Problem to work on: For every record here, output an exact copy.

Collection entries:
|---|

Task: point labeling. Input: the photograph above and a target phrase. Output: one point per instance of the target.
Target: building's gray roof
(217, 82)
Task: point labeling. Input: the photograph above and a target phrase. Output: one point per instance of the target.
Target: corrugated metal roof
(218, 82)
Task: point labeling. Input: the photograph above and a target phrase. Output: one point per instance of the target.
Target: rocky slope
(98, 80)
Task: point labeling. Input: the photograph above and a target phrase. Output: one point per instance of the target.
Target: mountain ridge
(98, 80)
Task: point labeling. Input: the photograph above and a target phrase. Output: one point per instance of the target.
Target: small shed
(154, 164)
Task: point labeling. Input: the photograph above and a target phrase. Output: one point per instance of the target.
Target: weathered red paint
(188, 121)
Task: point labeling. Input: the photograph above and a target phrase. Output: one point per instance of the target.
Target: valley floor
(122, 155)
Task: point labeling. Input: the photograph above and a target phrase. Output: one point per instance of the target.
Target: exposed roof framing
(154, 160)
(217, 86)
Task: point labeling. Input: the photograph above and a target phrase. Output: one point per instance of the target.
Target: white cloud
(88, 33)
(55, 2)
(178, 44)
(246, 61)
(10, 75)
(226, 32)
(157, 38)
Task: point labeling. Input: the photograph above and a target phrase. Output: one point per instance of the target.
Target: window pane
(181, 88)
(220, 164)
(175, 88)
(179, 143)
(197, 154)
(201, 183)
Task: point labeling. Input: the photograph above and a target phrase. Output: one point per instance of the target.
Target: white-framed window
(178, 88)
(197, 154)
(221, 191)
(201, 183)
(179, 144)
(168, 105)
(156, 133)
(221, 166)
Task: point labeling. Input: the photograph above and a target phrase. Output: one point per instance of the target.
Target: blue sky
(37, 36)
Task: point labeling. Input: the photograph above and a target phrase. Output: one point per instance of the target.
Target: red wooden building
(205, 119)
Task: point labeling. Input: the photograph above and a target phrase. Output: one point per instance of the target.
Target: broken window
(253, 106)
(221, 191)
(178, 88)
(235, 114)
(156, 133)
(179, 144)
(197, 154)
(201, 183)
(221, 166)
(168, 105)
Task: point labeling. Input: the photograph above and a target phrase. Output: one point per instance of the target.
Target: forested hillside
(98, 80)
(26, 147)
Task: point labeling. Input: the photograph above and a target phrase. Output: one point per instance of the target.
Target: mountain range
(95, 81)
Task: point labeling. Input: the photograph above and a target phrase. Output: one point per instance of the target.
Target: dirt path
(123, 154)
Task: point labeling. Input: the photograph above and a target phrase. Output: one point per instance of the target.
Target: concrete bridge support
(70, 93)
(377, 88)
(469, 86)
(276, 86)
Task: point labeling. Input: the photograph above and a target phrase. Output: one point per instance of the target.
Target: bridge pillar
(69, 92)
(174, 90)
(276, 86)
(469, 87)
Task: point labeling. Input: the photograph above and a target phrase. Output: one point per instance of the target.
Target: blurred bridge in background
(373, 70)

|---|

Task answer:
Task: point labeling. Input: the photograph above and a target phrase. Output: one point per instance of the target.
Target: building's gray roof
(217, 82)
Task: point labeling. Input: the photograph above and a target phrase. Output: one point per instance of the target.
Target: corrugated metal roof
(218, 82)
Task: point labeling. Input: the photograph above and a target phrase. Output: one point per instance of the target.
Target: rocky slope
(98, 80)
Task: point labeling. Input: the photograph above and a target phrase. Output: one point per instance of the target.
Target: mountain ridge
(98, 80)
Task: point labeling. Input: the photograph above and a target phrase. Output: one point per instance of the target.
Target: small shed
(154, 164)
Task: point labeling. Input: the photograph above and a target phrase. Output: one point per instance of the target.
Target: weathered red paint
(188, 121)
Task: point labeling. Input: the photograph above and a target phrase. Output: one point per instance of the target.
Target: valley floor
(122, 155)
Task: point labeling. Input: the photograph above and a target phrase. Output: one point per instance of the target.
Target: exposed roof framing
(154, 160)
(217, 86)
Task: point labeling. Input: the photograph above and a target phrase. Output: one point per instance of the target.
Target: white cloud
(88, 33)
(55, 2)
(178, 44)
(246, 61)
(10, 75)
(226, 32)
(157, 38)
Task: point labeling. Input: the photograph above and a target phrase. Output: one point per instance of the target.
Target: window pane
(181, 88)
(220, 164)
(175, 88)
(179, 143)
(197, 154)
(201, 183)
Task: point labeling. Input: the photograph above and a target phrase. Output: one point per instance of the target.
Target: white-framed window
(178, 88)
(197, 154)
(221, 191)
(201, 183)
(179, 144)
(168, 105)
(156, 133)
(221, 166)
Task: point labeling. Input: the photograph above and a target phrase. Output: one point per instance of the target.
Target: blue sky
(37, 36)
Task: point labeling. Input: the photograph above and a target phrase. Output: one point per instance of the target.
Target: red wooden building
(205, 119)
Task: point labeling. Input: the photograph above and a target phrase. Output: one point per instance of the target.
Target: broken window
(253, 106)
(221, 191)
(178, 88)
(235, 114)
(156, 133)
(179, 144)
(197, 154)
(201, 183)
(221, 166)
(168, 105)
Task: point labeling. Input: the photograph above and a target phrase. Output: one point per instance of the target.
Target: forested hillside
(98, 80)
(26, 147)
Task: point labeling. Input: the photograph above and a target phrase. Output: one point per instance of the target.
Target: mountain range
(95, 81)
Task: point labeling. Input: the photograph above and a target phrase. Output: one point per instance of the target.
Target: dirt path
(123, 154)
Task: point labeling. Input: the photograph above and a target phrase. Output: one point per instance of the target.
Target: concrete bridge support
(70, 93)
(377, 88)
(469, 86)
(276, 86)
Task: point labeling. Input: the photograph above and a target phrase. Output: one point per instance of the target.
Target: bridge pillar
(69, 92)
(174, 90)
(276, 86)
(469, 87)
Task: point labeling. Input: the photograph above and a target phrase. Output: one point per instance of the target.
Target: blurred bridge in background
(373, 70)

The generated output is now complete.